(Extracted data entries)
-=-=-
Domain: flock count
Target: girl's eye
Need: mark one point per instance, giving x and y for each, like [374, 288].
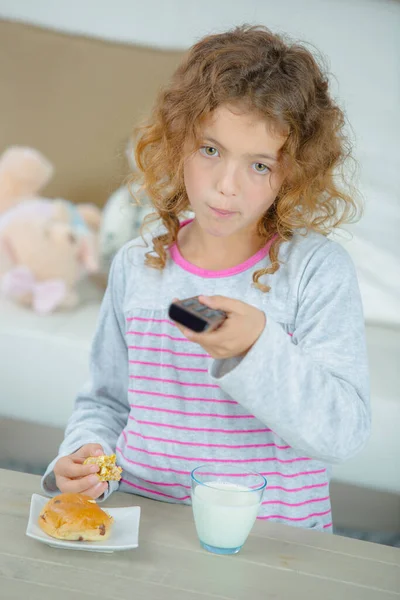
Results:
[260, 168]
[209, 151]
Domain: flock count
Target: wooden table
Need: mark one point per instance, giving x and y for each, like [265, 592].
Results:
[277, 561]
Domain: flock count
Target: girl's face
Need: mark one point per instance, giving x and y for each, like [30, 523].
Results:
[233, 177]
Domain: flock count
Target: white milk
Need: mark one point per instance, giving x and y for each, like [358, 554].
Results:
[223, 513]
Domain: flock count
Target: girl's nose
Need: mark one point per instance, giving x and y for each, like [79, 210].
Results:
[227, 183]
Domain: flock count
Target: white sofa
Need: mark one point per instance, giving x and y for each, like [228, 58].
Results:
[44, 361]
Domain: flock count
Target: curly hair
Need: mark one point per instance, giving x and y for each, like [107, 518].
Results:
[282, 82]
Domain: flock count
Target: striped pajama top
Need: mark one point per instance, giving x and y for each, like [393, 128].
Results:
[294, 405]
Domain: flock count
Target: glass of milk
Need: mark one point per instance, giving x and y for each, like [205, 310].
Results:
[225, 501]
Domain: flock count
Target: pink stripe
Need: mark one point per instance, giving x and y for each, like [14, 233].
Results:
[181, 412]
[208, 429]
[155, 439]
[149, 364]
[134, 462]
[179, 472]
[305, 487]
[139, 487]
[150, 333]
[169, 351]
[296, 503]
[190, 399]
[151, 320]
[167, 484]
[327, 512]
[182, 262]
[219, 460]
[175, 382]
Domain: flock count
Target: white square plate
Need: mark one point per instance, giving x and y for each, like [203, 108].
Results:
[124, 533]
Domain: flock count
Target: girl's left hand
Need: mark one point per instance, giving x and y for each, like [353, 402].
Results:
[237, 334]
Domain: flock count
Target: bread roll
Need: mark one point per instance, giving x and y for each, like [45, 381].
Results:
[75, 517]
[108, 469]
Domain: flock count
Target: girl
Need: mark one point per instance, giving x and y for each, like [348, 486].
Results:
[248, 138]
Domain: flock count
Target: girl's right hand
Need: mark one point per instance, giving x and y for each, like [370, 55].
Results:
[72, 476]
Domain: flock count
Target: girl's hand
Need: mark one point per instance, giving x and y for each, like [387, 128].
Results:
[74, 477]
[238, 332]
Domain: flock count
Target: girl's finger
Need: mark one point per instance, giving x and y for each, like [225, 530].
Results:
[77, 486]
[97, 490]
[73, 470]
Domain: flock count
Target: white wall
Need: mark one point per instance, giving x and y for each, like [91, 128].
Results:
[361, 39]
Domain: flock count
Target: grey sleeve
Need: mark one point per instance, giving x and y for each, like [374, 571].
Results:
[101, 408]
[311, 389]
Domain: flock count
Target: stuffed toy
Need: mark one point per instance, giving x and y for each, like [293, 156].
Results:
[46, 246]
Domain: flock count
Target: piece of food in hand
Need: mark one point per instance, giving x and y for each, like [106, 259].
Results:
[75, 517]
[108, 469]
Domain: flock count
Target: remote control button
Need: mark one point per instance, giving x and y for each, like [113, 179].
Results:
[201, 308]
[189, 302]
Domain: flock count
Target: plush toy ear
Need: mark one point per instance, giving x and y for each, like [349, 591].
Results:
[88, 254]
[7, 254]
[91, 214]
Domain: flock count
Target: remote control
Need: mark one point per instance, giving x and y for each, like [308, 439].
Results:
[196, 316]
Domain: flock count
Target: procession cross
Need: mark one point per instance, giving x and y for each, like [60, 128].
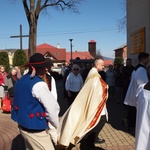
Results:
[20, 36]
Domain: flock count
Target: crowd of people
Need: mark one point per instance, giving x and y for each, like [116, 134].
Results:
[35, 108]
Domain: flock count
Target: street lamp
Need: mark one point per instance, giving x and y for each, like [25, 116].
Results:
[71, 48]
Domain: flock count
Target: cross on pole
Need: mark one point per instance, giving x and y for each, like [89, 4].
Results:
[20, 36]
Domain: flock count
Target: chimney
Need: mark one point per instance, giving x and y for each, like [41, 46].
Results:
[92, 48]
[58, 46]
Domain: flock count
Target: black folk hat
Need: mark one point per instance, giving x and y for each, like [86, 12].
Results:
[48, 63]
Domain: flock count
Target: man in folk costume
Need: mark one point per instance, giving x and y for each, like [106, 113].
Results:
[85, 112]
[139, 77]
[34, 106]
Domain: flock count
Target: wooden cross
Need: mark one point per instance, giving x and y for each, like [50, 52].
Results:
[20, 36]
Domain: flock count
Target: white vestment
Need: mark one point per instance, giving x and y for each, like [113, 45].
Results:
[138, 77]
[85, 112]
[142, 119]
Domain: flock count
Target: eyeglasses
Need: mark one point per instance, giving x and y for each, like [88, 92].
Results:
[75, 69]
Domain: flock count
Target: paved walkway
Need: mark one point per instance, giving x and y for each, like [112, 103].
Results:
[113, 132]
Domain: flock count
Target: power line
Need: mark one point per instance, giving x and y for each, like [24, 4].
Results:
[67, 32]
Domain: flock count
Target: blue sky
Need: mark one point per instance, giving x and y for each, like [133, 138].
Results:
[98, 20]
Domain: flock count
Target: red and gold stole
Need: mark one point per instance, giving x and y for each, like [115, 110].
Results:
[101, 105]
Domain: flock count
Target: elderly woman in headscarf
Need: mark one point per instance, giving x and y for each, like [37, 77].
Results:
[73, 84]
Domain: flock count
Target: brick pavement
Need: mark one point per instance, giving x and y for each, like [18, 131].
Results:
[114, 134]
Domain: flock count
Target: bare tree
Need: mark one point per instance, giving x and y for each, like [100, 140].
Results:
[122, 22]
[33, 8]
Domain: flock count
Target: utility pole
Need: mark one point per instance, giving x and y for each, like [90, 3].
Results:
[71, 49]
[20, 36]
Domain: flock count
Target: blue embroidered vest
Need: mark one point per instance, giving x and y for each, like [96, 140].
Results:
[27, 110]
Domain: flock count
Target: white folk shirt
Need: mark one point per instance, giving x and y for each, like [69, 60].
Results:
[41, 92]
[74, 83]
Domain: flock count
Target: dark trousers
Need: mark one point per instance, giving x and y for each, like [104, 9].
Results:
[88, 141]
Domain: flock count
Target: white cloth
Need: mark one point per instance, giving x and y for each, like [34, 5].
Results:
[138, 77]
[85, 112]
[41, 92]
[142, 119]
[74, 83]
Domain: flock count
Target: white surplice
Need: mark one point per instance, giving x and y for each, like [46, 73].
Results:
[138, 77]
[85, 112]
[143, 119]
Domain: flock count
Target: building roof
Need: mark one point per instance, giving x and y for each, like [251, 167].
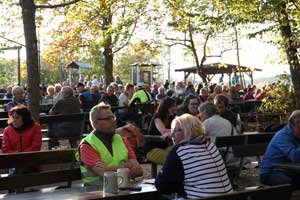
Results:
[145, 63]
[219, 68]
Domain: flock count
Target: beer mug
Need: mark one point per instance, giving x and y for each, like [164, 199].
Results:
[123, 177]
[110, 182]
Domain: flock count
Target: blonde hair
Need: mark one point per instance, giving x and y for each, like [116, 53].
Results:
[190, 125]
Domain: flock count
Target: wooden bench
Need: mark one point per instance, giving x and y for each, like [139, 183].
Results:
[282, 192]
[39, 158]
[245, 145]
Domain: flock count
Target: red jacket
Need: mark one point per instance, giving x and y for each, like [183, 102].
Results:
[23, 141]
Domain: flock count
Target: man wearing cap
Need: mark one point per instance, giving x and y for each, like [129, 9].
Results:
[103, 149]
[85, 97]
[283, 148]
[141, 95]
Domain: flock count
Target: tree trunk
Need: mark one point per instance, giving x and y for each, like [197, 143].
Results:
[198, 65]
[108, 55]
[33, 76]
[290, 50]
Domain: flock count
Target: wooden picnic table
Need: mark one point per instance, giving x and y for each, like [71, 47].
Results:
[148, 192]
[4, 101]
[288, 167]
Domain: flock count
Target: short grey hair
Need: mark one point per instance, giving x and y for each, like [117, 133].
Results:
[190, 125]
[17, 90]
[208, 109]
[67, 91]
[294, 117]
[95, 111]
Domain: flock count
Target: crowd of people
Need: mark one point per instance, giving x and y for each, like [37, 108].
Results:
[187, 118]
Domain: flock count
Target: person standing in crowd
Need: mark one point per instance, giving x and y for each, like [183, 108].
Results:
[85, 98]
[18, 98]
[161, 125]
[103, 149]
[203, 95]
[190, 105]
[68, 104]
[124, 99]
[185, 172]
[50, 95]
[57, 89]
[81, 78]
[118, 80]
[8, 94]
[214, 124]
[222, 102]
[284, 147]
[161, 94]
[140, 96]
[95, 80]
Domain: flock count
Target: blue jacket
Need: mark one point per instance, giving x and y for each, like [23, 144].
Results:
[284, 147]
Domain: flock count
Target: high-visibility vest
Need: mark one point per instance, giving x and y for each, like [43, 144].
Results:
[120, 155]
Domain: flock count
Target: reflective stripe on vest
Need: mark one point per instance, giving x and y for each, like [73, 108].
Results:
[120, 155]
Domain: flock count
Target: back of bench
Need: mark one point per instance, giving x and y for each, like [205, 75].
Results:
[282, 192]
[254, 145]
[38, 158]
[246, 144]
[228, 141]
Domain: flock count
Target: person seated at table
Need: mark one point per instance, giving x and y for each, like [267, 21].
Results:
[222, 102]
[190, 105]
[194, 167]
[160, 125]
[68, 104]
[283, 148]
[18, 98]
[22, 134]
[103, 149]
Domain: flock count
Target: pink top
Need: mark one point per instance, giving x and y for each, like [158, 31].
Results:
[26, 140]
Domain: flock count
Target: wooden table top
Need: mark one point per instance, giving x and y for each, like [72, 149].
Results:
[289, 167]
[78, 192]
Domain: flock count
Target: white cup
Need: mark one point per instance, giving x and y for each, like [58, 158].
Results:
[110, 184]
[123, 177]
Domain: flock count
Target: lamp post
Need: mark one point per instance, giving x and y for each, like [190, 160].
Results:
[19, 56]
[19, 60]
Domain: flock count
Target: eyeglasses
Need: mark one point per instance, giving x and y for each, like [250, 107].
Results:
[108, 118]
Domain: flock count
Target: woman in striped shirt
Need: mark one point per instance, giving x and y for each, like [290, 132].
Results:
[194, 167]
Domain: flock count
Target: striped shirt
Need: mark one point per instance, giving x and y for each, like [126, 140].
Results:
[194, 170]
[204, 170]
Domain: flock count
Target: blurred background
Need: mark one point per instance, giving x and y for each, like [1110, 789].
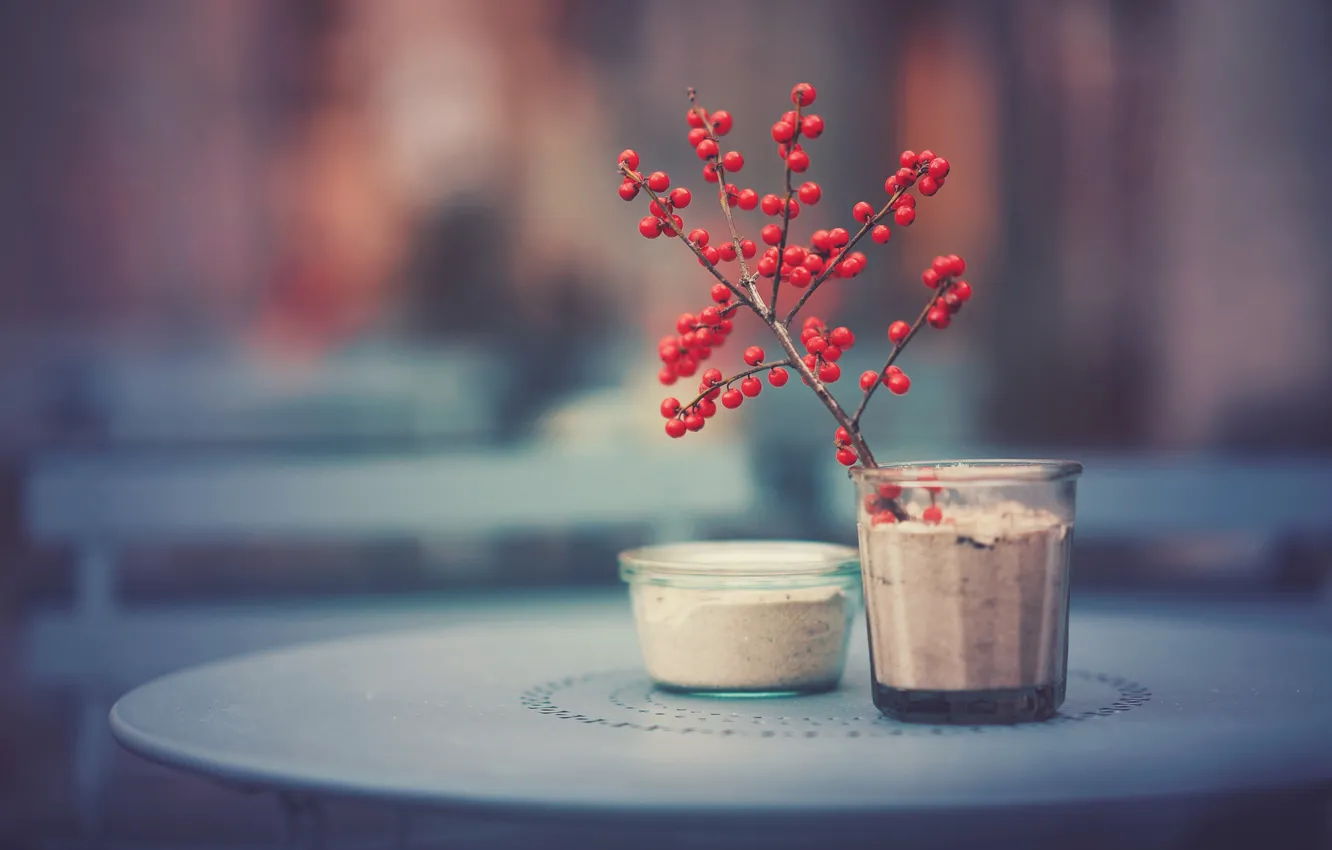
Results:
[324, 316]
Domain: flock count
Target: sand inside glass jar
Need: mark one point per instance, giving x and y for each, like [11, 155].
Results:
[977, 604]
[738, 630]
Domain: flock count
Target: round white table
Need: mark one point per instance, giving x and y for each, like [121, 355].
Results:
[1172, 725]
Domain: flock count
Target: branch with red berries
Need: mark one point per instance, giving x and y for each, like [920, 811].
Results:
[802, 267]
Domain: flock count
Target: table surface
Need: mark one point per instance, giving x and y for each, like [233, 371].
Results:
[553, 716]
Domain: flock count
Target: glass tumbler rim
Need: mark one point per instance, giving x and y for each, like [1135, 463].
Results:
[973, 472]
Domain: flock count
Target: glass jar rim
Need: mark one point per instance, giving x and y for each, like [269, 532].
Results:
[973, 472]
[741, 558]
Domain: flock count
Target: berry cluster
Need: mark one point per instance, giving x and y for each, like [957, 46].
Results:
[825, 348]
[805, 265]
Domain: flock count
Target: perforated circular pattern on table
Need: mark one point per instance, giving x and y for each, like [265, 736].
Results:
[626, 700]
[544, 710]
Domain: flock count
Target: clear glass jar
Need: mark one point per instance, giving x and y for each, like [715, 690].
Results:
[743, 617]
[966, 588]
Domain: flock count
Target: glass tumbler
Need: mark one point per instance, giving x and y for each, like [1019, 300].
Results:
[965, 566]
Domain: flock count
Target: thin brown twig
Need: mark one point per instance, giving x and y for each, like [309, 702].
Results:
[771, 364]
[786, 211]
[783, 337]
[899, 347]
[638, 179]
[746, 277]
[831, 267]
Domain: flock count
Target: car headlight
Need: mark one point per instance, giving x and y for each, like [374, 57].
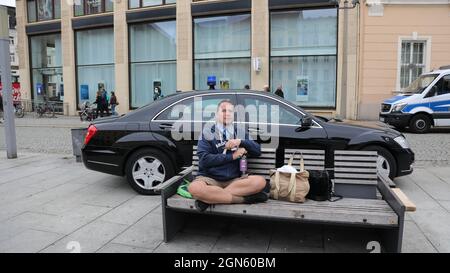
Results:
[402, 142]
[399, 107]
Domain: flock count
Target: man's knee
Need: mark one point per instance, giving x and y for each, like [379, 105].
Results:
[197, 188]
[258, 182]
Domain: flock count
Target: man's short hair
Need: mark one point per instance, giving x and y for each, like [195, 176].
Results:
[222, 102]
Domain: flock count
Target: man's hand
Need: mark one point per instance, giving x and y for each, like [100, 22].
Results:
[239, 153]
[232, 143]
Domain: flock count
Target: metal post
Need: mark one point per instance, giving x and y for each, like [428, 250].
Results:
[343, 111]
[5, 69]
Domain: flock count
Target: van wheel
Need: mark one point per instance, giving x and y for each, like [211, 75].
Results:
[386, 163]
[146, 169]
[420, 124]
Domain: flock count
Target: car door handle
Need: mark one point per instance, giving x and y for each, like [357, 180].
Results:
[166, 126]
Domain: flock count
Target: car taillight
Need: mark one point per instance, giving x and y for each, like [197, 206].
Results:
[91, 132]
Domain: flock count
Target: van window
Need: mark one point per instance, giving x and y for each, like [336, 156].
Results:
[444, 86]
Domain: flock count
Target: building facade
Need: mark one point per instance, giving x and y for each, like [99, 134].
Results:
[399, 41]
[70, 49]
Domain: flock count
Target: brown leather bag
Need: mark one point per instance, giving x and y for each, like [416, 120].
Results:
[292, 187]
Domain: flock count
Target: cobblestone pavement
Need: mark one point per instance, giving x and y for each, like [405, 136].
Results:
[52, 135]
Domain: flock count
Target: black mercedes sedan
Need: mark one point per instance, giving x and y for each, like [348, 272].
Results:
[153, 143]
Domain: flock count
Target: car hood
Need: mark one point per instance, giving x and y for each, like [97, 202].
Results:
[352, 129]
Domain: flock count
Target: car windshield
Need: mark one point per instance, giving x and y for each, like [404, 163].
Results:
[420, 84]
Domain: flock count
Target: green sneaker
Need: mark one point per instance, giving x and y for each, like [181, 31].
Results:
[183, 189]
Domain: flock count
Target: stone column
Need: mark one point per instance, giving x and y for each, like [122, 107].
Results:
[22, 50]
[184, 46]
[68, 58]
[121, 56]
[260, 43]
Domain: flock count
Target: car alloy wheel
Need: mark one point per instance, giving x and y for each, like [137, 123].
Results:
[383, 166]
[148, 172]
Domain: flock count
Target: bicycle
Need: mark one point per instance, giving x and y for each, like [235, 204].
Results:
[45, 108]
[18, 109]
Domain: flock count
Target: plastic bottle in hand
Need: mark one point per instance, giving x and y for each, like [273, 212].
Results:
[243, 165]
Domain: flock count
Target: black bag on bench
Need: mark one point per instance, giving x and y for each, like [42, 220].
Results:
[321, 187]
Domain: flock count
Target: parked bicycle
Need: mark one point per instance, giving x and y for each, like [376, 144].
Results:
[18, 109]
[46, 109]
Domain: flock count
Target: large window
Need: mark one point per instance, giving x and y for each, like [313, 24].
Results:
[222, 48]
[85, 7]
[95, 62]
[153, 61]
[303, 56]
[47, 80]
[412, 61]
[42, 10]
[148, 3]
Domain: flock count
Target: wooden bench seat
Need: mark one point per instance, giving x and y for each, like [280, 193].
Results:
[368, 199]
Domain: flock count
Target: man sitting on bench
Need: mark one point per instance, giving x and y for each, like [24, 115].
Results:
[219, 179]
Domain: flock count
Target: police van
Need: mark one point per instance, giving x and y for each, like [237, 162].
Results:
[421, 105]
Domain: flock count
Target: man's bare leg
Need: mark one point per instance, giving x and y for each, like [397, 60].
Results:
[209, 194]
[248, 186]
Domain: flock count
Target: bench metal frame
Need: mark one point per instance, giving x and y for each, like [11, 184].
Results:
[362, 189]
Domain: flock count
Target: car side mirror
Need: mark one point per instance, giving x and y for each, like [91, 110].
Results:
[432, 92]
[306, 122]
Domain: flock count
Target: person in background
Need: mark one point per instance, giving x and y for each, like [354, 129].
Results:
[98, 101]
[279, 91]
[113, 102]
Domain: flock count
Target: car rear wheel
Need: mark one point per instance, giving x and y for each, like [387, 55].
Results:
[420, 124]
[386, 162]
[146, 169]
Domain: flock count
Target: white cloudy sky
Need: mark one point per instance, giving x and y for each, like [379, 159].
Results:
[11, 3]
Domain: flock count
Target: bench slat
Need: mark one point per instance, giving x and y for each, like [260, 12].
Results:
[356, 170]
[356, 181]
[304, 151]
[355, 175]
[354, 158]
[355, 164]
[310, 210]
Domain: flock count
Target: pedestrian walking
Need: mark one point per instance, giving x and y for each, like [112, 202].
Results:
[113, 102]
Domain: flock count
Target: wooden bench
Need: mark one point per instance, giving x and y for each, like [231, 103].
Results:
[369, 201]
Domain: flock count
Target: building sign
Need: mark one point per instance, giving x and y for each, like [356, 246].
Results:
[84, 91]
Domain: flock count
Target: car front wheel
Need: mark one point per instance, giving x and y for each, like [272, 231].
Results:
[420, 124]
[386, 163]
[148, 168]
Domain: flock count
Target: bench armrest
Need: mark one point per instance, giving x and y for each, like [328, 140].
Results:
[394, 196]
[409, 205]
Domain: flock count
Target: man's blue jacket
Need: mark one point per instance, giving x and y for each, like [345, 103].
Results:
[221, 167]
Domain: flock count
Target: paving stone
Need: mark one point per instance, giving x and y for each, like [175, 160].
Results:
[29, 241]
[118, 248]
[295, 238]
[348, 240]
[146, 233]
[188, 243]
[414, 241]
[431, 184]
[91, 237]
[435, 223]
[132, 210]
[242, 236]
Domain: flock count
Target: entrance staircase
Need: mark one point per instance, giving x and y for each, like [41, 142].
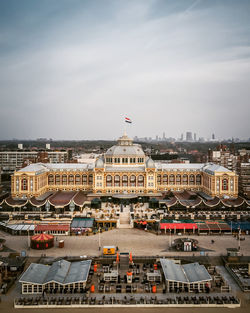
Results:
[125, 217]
-=-=-
Report how many lines of the items above contain the string "wheel". Give only the number.

[THE RESPONSE] 4